EX-10.3 4 ea025781801ex10-3_ethzilla.htm EXECUTIVE EMPLOYMENT AGREEMENT DATED SEPTEMBER 15, 2025, BETWEEN ETHZILLA CORPORATION AND MCANDREW RUDISILL

Exhibit 10.3

 

EXECUTIVE EMPLOYMENT AGREEMENT

 

This EXECUTIVE EMPLOYMENT AGREEMENT (this “Agreement”) is effective as of September 15, 2025, between ETHZilla, a Delaware corporation (“Company”), and McAndrew Rudisill (“Executive”). Company and Executive may be referred to herein collectively as the “Parties” or individually as a “Party.”

 

WHEREAS, Company desires to employ Executive, and Executive has agreed to be employed by Company, on the terms and subject to the conditions set forth in this Agreement;

 

NOW, THEREFORE, in consideration of the mutual covenants contained herein, and for other good and valuable consideration, the receipt and sufficiency of which are hereby acknowledged, the Parties hereby agree as follows:

 

1. Employment. Company hereby agrees that Executive will remain as Chairman of the Board and will serve as Chief Executive Officer (“CEO”) of Company, and Executive agrees to accept such employment and perform such services, upon the terms and subject to the conditions set forth herein.

 

2. Term. Company shall employ Executive for a term commencing on the date hereof (the “Start Date”) and continuing until the earlier of the (a) Termination Date (as defined herein), (b) such time as Executive gives at least thirty (30) days prior written notice to Company of Executive’s desire to terminate his employment, or (c) through December 31, 2028. If neither party ends the employment relationship prior to December 31, 2028, the relationship shall automatically be extended for a 12-month period (auto renewal). The Parties agree to two successive 12-month auto renewals (up through and including December 31, 2030). The period of time between the Starte Date and the termination of Executive’s employment hereunder shall be referred to herein as the “Term.”

List of tasks:
1 – In the employment agreement, what is the latest date through which the two 12-month auto renewals can extend the employment?
2 – Write the next part of the employment agreement, picking up after its definition of the "Term."

Dataset records:
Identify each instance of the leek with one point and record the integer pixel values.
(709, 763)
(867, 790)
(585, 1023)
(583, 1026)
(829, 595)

Answer set:
1 – December 31, 2030.

2 –
 

3. Duties and Responsibilities. As Executive, shall be primarily responsible for the management of Company’s business, subject to direction and control of the Board of Directors (“the Board”). Unless otherwise directed by the Board, Executive shall perform all duties incident to the office of CEO and such other duties as from time to time may be assigned to him by the Board. Executive shall report to the Board. Executive shall at all times perform his duties and responsibilities and shall observe and comply with all of the written policies and procedures established by Company, and all applicable laws, rules and regulations imposed by any governmental or regulatory authorities, honestly, diligently, in good faith and to the best of his ability.

 

4. Compensation. As compensation for his services hereunder and in consideration of the covenants set forth in Sections 10 through 15 below, Company shall pay to Executive the following compensation, subject to applicable withholding taxes:

 

(a) Salary. Company shall pay to Executive a base salary of $450,000 (four hundred and fifty thousand dollars). Such amount shall be reviewed by the Board no less than annually, and the Board, in its discretion, shall make increases when it deems appropriate. The Salary shall be payable in accordance with Company’s customary payroll practices and procedures.

 

 

 

(b) Annual Bonus. Executive shall be eligible to earn an annual discretionary bonus as established by the Board (“the Bonus”). The Bonus may consist of RSU’s and/or cash payments. The amount and composition of the Bonus shall be determined by the Board no later than December 15, 2025 and shall be communicated to Executive soon thereafter.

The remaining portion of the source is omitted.